● **SELECTED EXTRACT**
============================================================
# 1/4 OF A BACKSTRAP FINISHED PRODUCT.



## Hawging It (Jan 25, 2019)

Well, Malcom Reed's YouTube video on bacon wrapped back strap was interesting to me. I did it EXACTLY as the video showed other than the 130 IT medium rare. Hell NO! Went to 145 and it was perfect for my taste. Little over medium. No deer blood running out! Also did not use his finishing sauce. I  used the finishing sauce that I bought at Sam's Club last week. Good meal and I am stuffed. Boston Butt going on tomorrow after my morning deer hunt behind the house, HAPPY SMOKING EVERYONE!!


----------



## motolife313 (Jan 26, 2019)

Nice backstrap! I haven’t had any in awhile. Did you use the stick burner?


----------



## gmc2003 (Jan 26, 2019)

Looks like a fine plate of delicious vittles.

Point for sure
Chris


----------



## SmokinAl (Jan 26, 2019)

Everything looks delicious!
My wife loves that sauce, she puts it on everything!
Al


----------



## crazymoon (Jan 26, 2019)

HI, Looks delicious,nice plate of goodies. I'll take mine at 130.


----------



## HalfSmoked (Jan 26, 2019)

So where the other 3/4 I could eat that.   

Looks great.

Warren


----------



## Hawging It (Jan 26, 2019)

motolife313 said:


> Nice backstrap! I haven’t had any in awhile. Did you use the stick burner?


Absolutely. Thanks


----------



## Hawging It (Jan 26, 2019)

SmokinAl said:


> Everything looks delicious!
> My wife loves that sauce, she puts it on everything!
> Al


It is really good. Glad I found it.


----------
============================================================
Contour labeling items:
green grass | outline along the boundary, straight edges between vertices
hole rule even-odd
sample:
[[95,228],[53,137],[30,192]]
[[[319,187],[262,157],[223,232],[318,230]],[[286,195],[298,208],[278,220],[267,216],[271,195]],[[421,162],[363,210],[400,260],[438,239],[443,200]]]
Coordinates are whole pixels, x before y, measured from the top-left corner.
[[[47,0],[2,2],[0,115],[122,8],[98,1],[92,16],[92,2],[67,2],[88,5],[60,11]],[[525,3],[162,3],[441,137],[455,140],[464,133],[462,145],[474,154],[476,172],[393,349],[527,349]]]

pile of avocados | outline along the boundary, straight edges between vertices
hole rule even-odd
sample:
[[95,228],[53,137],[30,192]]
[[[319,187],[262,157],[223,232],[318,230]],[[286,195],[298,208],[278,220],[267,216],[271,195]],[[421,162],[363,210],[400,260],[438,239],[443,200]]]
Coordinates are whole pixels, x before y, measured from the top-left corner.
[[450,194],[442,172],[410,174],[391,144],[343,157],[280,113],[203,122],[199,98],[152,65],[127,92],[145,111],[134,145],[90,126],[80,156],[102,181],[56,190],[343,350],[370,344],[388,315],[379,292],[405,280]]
============================================================
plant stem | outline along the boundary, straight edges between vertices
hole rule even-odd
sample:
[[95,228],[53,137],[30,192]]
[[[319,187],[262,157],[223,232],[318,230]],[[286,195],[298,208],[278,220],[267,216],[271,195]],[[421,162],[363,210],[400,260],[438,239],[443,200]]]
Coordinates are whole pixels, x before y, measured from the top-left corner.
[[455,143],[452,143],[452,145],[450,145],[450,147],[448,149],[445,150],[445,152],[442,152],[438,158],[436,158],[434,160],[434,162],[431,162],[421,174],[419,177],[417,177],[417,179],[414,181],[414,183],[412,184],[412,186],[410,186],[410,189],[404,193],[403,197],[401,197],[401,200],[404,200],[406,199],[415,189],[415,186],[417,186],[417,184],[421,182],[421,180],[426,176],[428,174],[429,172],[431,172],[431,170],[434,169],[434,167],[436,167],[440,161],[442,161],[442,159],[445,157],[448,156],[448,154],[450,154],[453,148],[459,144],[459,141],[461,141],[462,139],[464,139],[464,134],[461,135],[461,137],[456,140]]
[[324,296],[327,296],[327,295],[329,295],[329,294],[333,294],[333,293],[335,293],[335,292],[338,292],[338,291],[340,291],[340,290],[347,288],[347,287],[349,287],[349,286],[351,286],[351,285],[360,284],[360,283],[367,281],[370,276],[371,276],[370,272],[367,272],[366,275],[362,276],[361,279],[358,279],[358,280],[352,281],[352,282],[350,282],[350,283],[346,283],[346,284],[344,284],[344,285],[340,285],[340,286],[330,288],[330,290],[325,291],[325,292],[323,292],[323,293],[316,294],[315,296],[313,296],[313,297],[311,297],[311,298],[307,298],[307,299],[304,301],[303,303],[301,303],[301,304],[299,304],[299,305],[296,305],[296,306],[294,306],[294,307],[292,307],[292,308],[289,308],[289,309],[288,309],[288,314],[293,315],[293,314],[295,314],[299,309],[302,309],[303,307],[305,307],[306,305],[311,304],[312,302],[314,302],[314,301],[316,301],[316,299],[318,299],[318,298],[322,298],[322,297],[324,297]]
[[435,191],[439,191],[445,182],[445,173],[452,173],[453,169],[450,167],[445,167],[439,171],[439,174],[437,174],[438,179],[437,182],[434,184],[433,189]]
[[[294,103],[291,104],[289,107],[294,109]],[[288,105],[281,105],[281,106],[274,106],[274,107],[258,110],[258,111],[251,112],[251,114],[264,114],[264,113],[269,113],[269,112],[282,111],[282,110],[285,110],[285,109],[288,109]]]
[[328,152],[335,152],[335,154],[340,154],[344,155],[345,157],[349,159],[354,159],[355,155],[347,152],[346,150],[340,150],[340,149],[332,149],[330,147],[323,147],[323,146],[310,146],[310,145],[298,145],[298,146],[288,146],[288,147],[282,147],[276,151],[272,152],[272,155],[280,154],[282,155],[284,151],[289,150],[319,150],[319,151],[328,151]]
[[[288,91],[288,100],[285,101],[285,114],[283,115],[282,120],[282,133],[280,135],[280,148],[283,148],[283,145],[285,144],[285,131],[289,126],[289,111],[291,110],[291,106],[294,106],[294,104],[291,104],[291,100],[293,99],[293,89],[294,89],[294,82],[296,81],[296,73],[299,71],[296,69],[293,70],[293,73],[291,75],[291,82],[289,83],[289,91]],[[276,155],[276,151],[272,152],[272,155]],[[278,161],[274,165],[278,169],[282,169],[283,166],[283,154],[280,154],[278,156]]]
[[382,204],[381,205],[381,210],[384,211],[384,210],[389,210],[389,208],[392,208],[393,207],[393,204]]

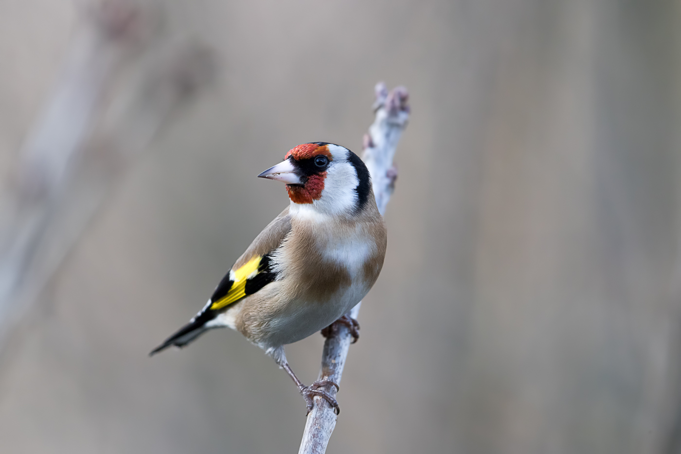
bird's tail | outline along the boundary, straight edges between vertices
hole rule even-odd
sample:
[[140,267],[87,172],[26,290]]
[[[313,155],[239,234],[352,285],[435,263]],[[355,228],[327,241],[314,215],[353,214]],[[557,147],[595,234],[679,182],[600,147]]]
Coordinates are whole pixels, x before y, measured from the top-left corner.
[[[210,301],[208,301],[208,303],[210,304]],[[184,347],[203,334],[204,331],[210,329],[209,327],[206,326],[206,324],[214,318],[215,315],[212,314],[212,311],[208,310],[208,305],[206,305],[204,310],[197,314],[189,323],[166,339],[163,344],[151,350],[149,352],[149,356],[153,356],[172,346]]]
============================================================
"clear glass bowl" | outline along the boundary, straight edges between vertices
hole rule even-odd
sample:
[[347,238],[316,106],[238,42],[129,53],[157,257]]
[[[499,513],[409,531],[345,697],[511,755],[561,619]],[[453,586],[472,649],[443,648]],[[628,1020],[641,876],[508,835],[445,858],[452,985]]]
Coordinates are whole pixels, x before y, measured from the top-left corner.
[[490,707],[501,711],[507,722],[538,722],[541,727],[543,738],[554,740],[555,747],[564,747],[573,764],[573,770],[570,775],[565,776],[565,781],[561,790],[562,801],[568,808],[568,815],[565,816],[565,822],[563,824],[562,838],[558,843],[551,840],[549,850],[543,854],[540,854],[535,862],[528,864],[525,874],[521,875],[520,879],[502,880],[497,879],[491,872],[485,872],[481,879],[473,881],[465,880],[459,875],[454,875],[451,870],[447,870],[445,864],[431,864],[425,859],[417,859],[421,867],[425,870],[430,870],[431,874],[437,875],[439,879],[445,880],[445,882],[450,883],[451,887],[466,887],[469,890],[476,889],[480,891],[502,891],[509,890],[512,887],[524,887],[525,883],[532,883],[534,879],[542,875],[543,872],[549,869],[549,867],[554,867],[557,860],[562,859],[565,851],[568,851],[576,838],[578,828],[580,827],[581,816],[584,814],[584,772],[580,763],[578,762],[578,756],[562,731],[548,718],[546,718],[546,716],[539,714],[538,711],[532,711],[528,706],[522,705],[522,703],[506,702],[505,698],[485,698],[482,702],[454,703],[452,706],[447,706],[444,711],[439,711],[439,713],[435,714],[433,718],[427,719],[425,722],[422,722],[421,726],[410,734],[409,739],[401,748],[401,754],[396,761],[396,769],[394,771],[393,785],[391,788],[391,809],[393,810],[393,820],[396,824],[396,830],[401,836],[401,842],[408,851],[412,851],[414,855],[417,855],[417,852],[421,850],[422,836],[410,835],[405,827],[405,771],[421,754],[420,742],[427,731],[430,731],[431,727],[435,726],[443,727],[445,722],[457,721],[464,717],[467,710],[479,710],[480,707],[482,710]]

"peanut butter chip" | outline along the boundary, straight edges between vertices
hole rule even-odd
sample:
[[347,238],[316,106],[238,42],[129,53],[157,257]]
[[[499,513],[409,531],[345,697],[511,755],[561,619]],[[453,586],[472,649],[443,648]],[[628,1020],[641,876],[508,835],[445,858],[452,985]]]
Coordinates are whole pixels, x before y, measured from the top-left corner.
============================================================
● **REQUIRED TASKS**
1 > Duplicate the backstrap forum thread from "# 1/4 OF A BACKSTRAP" up to and including "HAPPY SMOKING EVERYONE!!".
2 > Pull out each line in the records that includes the string "between", copying those lines verbatim.

● **SOLUTIONS**
1 >
# 1/4 OF A BACKSTRAP FINISHED PRODUCT.



## Hawging It (Jan 25, 2019)

Well, Malcom Reed's YouTube video on bacon wrapped back strap was interesting to me. I did it EXACTLY as the video showed other than the 130 IT medium rare. Hell NO! Went to 145 and it was perfect for my taste. Little over medium. No deer blood running out! Also did not use his finishing sauce. I  used the finishing sauce that I bought at Sam's Club last week. Good meal and I am stuffed. Boston Butt going on tomorrow after my morning deer hunt behind the house, HAPPY SMOKING EVERYONE!!

2 >
green grass | outline along the boundary, straight edges between vertices
pile of avocados | outline along the boundary, straight edges between vertices
plant stem | outline along the boundary, straight edges between vertices
bird's tail | outline along the boundary, straight edges between vertices
"clear glass bowl" | outline along the boundary, straight edges between vertices
"peanut butter chip" | outline along the boundary, straight edges between vertices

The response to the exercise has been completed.